§ **TASK DESCRIPTION**
An exact restatement of the data below, with the pictures removed, is the required answer.

§ **DATASET**

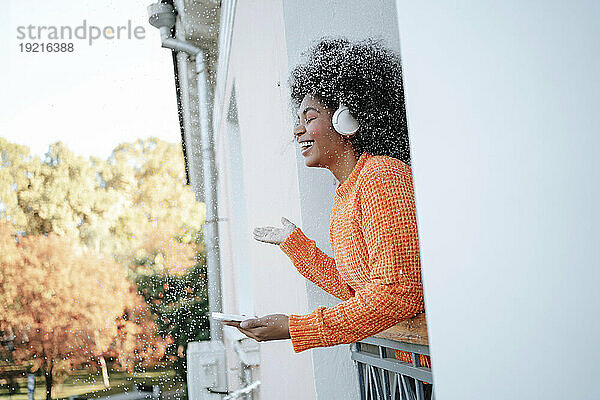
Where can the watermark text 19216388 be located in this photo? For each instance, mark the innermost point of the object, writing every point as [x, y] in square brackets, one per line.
[55, 47]
[54, 37]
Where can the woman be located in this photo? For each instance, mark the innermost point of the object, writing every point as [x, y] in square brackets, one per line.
[373, 230]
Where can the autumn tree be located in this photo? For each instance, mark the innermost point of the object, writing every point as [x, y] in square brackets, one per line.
[110, 205]
[134, 208]
[171, 277]
[60, 300]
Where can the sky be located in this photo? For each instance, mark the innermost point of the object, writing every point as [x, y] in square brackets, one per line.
[91, 99]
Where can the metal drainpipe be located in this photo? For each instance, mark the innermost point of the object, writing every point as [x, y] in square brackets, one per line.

§ **EXERCISE RESULT**
Where can the watermark text 19216388 be located in this photo? For each instance, mark the innermost point of the object, writing every point as [x, y] in square brackets, one per line.
[55, 47]
[54, 37]
Where can the woman be located in this photo? For each instance, mark the innermost point of the object, writing every point as [x, y] in square brackets, one per line.
[373, 230]
Where can the autumn tree be located in this photo? For each instance, mark the innermost point of the object, writing every point as [x, y] in square brackets, one per line.
[110, 205]
[134, 208]
[171, 277]
[60, 300]
Where can the sky be located in this photo? For each instance, mark the innermost point of the object, writing every point as [x, y] in square brackets, one per line.
[91, 99]
Where can the metal drainpipe be located in this photo? For each instance, mark the innermost point of the object, writing every point as [x, y] in square brackets, one per line.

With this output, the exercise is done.